▸ **TASK**
Report, as a bare number, how many lines of the entries below contain "each".

• • • •

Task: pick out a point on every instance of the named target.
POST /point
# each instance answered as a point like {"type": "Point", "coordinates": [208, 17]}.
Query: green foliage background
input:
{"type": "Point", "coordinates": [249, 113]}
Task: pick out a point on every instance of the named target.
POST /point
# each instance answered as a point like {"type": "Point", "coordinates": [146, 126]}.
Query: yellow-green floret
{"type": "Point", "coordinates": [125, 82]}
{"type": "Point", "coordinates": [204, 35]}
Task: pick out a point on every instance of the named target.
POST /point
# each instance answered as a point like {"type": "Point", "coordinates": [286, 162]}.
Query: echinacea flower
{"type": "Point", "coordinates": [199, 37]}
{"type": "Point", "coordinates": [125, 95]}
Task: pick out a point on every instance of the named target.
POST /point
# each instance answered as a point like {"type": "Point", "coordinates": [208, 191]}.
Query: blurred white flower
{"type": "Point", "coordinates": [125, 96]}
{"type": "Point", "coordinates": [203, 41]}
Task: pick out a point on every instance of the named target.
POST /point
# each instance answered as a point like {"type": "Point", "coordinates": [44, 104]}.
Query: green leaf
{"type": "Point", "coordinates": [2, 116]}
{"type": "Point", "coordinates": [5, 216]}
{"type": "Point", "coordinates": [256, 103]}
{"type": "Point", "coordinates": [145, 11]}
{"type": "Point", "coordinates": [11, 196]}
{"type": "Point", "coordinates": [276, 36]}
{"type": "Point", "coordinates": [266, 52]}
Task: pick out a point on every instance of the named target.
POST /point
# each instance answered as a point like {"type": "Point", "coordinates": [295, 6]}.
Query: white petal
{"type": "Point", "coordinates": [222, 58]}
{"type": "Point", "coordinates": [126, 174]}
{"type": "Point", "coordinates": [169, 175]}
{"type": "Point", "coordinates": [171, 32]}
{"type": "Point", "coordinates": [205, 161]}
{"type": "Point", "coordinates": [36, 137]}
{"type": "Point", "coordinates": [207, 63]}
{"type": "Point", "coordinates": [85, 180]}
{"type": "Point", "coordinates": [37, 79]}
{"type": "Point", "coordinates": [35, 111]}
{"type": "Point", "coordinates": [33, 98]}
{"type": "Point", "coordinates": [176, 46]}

• • • •

▸ **ANSWER BOX**
6